Copy out every one of the records below, word for word and in the same order.

>>>>

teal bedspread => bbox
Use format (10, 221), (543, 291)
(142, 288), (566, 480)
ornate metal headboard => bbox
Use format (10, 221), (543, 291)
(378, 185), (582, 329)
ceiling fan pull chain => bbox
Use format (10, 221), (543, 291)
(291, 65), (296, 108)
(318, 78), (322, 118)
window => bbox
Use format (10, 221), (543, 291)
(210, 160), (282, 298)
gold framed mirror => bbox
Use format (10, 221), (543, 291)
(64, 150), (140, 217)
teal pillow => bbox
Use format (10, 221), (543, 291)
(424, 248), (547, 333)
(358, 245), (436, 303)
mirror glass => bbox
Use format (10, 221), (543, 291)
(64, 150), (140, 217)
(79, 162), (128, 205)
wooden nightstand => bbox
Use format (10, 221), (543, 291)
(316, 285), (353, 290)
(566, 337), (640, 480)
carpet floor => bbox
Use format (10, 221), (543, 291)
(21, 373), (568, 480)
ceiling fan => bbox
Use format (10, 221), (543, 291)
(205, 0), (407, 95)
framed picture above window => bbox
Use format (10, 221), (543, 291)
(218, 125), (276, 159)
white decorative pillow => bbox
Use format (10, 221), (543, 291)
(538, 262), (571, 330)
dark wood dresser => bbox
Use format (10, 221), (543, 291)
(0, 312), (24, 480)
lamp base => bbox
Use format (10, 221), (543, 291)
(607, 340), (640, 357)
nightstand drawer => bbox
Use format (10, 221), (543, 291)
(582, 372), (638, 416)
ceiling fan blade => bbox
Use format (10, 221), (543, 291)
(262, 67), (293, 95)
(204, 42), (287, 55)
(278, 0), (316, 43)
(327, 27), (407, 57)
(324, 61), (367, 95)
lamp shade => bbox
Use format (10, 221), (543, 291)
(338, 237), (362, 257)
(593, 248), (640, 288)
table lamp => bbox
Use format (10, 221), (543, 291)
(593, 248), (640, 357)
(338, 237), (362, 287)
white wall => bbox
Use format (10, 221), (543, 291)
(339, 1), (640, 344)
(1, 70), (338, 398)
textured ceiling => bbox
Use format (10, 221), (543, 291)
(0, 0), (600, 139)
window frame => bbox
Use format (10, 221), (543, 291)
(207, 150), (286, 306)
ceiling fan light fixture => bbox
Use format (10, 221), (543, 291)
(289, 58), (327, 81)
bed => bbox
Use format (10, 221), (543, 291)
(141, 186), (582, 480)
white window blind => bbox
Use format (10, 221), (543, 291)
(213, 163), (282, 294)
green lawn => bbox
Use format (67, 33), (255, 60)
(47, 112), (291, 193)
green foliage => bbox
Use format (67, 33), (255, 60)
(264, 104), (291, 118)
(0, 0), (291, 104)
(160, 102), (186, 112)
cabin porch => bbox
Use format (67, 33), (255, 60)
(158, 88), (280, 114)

<<<<

* Written answer:
teal bedspread => bbox
Use format (10, 221), (543, 291)
(142, 288), (566, 480)
ornate metal headboard => bbox
Use format (10, 221), (543, 291)
(378, 185), (582, 329)
ceiling fan pull chain => bbox
Use format (10, 221), (543, 291)
(291, 65), (296, 108)
(318, 78), (322, 118)
window => bbox
Use format (10, 221), (543, 291)
(210, 160), (282, 298)
gold framed mirror => bbox
Use format (10, 221), (543, 291)
(64, 150), (140, 217)
teal pillow => bbox
Use format (10, 221), (543, 291)
(424, 248), (547, 333)
(358, 245), (436, 303)
mirror glass => bbox
Use format (10, 221), (543, 291)
(64, 150), (140, 217)
(79, 162), (128, 205)
wooden nightstand => bbox
Use format (10, 221), (543, 291)
(316, 285), (353, 290)
(566, 337), (640, 480)
carpet floor => bbox
Use format (10, 221), (543, 291)
(21, 373), (568, 480)
ceiling fan => bbox
Use format (10, 221), (543, 291)
(205, 0), (407, 95)
framed picture above window => bbox
Use format (10, 221), (543, 291)
(218, 125), (276, 159)
white decorative pillow => bbox
Use format (10, 221), (543, 291)
(538, 262), (571, 330)
dark wood dresser => bbox
Use format (10, 221), (543, 291)
(0, 312), (24, 480)
lamp base => bbox
Use format (10, 221), (543, 291)
(607, 340), (640, 357)
nightstand drawer => bbox
Use format (10, 221), (543, 291)
(582, 372), (638, 416)
ceiling fan blade => bbox
Use format (10, 221), (543, 291)
(262, 67), (293, 95)
(204, 42), (287, 55)
(278, 0), (316, 43)
(327, 27), (407, 57)
(324, 61), (367, 95)
lamp shade => bbox
Use format (10, 221), (543, 291)
(338, 237), (362, 257)
(593, 248), (640, 288)
table lamp => bbox
Use format (10, 221), (543, 291)
(593, 248), (640, 357)
(338, 237), (362, 287)
white wall => bbox
Use format (10, 221), (543, 291)
(339, 1), (640, 344)
(1, 70), (338, 398)
textured ceiling => bbox
Use format (10, 221), (543, 291)
(0, 0), (600, 139)
window frame => bbox
Use format (10, 221), (543, 291)
(207, 150), (286, 306)
ceiling fan light fixture => bbox
Use format (10, 221), (543, 291)
(289, 58), (327, 81)
bed => bbox
Use format (10, 221), (543, 291)
(141, 186), (582, 480)
white window blind => bbox
Use format (10, 221), (543, 291)
(213, 163), (282, 294)
green lawn => bbox
Use format (67, 33), (255, 60)
(47, 112), (291, 193)
green foliage => bbox
Use format (67, 33), (255, 60)
(264, 104), (291, 118)
(0, 0), (291, 104)
(160, 102), (186, 112)
cabin porch => bbox
Use format (67, 33), (255, 60)
(158, 88), (280, 114)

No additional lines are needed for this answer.